What to work on:
Rewrite the lines below, substituting "a reviewer" for "a pathologist" wherever it appears and leaving everything else unchanged.

· · · · · · ·

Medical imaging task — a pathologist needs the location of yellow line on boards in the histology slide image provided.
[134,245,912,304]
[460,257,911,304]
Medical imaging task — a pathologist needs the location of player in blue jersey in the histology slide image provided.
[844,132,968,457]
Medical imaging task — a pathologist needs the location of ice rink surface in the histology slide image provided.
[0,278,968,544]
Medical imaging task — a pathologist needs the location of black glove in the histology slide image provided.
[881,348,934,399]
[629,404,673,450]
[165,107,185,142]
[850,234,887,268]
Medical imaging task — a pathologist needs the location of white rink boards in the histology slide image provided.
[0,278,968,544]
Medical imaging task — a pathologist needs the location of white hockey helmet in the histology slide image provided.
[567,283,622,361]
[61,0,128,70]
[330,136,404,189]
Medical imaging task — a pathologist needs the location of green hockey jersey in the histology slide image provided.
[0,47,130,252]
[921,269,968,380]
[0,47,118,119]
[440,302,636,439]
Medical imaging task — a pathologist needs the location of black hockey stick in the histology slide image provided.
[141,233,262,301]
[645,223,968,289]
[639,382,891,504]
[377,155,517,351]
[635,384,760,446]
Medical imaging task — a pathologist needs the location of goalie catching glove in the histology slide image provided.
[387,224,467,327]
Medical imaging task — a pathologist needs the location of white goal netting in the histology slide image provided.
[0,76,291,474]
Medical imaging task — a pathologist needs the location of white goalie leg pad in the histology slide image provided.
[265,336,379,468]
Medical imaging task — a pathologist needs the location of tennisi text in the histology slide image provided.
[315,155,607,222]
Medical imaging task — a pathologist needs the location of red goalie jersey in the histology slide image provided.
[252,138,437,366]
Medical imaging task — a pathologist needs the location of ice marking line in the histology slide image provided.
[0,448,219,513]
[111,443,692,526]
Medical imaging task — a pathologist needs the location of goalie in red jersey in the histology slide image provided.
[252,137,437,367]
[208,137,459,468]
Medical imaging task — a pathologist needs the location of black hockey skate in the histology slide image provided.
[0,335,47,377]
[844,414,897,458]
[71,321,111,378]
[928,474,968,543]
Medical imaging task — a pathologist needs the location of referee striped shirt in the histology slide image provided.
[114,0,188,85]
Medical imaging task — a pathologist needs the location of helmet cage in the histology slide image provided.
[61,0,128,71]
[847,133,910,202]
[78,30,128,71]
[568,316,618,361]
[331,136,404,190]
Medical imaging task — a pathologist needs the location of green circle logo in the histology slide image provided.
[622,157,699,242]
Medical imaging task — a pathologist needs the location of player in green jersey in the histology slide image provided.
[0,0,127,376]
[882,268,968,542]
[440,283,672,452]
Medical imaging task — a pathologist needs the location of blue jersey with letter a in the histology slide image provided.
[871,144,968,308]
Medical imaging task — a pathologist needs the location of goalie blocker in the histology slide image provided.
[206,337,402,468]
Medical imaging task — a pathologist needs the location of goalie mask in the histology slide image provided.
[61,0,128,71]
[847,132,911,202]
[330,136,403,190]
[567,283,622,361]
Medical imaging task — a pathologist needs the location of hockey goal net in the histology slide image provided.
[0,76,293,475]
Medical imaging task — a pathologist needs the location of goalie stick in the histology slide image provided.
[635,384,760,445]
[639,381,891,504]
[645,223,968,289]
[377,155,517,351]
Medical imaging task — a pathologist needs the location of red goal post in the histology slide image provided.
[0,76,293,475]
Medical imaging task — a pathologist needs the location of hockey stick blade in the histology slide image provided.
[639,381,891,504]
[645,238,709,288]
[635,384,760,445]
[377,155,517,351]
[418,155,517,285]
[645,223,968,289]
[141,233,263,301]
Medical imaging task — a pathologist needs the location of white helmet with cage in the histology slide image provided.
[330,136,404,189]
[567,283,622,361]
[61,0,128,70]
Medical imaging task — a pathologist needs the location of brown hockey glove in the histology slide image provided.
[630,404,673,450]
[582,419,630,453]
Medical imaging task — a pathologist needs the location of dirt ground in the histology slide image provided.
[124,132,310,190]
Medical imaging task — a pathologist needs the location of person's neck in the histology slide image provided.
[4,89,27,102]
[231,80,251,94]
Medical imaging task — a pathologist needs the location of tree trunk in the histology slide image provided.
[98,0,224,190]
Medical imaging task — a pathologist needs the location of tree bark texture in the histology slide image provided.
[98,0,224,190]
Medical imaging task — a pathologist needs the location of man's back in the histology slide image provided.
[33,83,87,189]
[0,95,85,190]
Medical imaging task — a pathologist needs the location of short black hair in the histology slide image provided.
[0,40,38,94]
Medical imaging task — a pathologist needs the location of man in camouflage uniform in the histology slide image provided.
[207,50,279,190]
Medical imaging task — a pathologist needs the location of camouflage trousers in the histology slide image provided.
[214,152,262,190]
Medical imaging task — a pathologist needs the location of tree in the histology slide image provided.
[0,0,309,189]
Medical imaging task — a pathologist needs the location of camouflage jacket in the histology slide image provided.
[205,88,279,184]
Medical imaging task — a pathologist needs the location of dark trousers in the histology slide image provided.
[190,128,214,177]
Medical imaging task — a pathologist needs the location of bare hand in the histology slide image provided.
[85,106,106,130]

· · · · · · ·

Solution for this exercise:
Medical imaging task — a reviewer needs the location of yellow line on boards in the histology slide image provided.
[134,245,912,304]
[460,257,911,304]
Medical imaging task — a reviewer needs the location of player in blue jersey in the histology slide image provided.
[844,132,968,457]
Medical imaging task — a reviewer needs the location of ice rink surface in the histology slide image provided.
[0,278,968,544]
Medical imaging task — a reviewer needs the location of black glove in the histology slide image provided.
[881,348,934,399]
[629,404,673,450]
[165,107,185,142]
[850,234,887,268]
Medical imaging task — a reviewer needs the location of white rink boards in the histology slide image provided.
[0,278,968,544]
Medical imaging task — a reviewer needs the location of white hockey helmet in the histology slide image provided.
[567,283,622,361]
[61,0,128,70]
[330,136,404,189]
Medical imaging task — a reviewer needs the location of green hockey jersey in the histology slide image provided.
[0,47,130,252]
[921,269,968,380]
[0,47,118,119]
[440,302,636,439]
Medical imaging task — a reviewer needs the location of black hockey stick in the histology slide image provided.
[141,233,262,301]
[645,223,968,289]
[639,382,891,504]
[377,155,517,351]
[635,384,760,446]
Medical imaging task — a reviewer needs the location of goalie catching glove in the histology slide image provided.
[387,224,467,327]
Medical imaging task — a reviewer needs the location of white goal netting in the histology slide image provided.
[0,76,291,474]
Medical imaging task — a reviewer needs the location of white goalie leg pad in the histology slide image provided.
[265,336,379,468]
Medical imaging task — a reviewer needs the location of tennisi text in the histology slide image provided.
[315,155,607,222]
Medical imaging task — a reviewer needs the location of red goalie jersey in the histology slide image provided.
[252,138,437,366]
Medical imaging task — a reviewer needs the location of ice marking line in the histology slide image provided.
[0,448,219,513]
[111,443,692,526]
Medical imaging task — a reviewer needs the location of goalie in red jersey in the histology slide image provided.
[252,137,437,367]
[208,137,459,468]
Medical imaging task — a reviewer needs the location of black hockey skate in the histology slide image provided.
[0,335,47,377]
[844,414,897,458]
[71,321,111,378]
[928,474,968,543]
Medical imaging task — a reviewer needs the location of referee striped shirt in the histology slide image provided.
[114,0,188,85]
Medical imaging task — a reviewer needs the location of helmet cage in the histology slide image provided.
[61,0,128,71]
[847,133,910,202]
[78,30,128,71]
[568,316,618,361]
[331,136,404,190]
Medical imaging task — a reviewer needs the location of green circle logo in the histology slide image provided.
[622,157,699,242]
Medical imaging task — a reviewer needs the location of player in green jersey in the histology slide image provided.
[0,0,127,376]
[882,268,968,542]
[440,283,672,452]
Medical imaging task — a reviewer needs the location of blue jersey with letter a in the histology slide image provided.
[871,144,968,308]
Medical imaging task — a reviewer needs the location of goalie blocker in the histology slide image provided.
[206,337,402,468]
Medical imaging task — a reviewer needs the location of goalie mask in the histology slide image provided.
[61,0,128,71]
[847,132,911,202]
[330,136,403,190]
[567,283,622,361]
Medical imaging task — a reviewer needs the location of hockey goal net in the histology slide image provided.
[0,76,293,475]
Medical imaging task — a reviewer needs the location of goalie stick in the histology slide image provided.
[635,384,760,445]
[639,381,891,504]
[645,223,968,289]
[377,155,517,351]
Medical imaging task — a reviewer needs the location of red goal post in the histology slide image provided.
[0,76,293,475]
Medical imaging task — a reviewer needs the location of hockey stick blade in the histology slide image provided.
[639,381,891,504]
[645,238,709,288]
[635,384,760,445]
[377,155,517,351]
[418,155,517,285]
[645,223,968,289]
[141,233,263,301]
Medical imaging task — a reviewer needs the location of white helmet with cage in the histology slide image provided.
[330,136,404,189]
[567,283,622,361]
[61,0,128,70]
Medical imaging task — a reviewer needs the location of brown hockey glove in the histology slide image provided.
[630,404,673,450]
[582,419,630,453]
Medical imaging task — a reviewer needs the location of dirt ground in the histology slide image provided.
[124,132,310,190]
Medical imaging task — a reviewer needs the location of person's neck in the histology slide image provided.
[4,89,27,102]
[231,80,251,94]
Medical imaging task — a reviewer needs the location of tree trunk in the histology slide image provided.
[98,0,224,190]
Medical imaging task — a reviewer needs the location of tree bark texture in the histology slide image provided.
[98,0,224,190]
Medical imaging task — a reviewer needs the location of man's back in the histology slide image provided.
[33,83,87,189]
[0,95,85,190]
Medical imaging task — a reviewer needs the location of short black hair in the histology slide image provided.
[0,40,38,94]
Medical imaging task — a reviewer needs the location of man in camouflage uniform in the histology slide image provided.
[207,50,279,190]
Medical imaging task — a reviewer needs the location of camouflage trousers in the histology slide image provided.
[214,152,262,190]
Medical imaging task — a reviewer needs the location of tree in the histology slide image provided.
[0,0,309,189]
Medical imaging task — a reviewer needs the location of camouflage jacket in the histology slide image provided.
[205,88,279,184]
Medical imaging task — a reviewer needs the location of dark trousers in the histology slide image provided.
[190,128,214,177]
Medical imaging task — a reviewer needs the location of bare hand in the histology slide image provided.
[85,106,106,130]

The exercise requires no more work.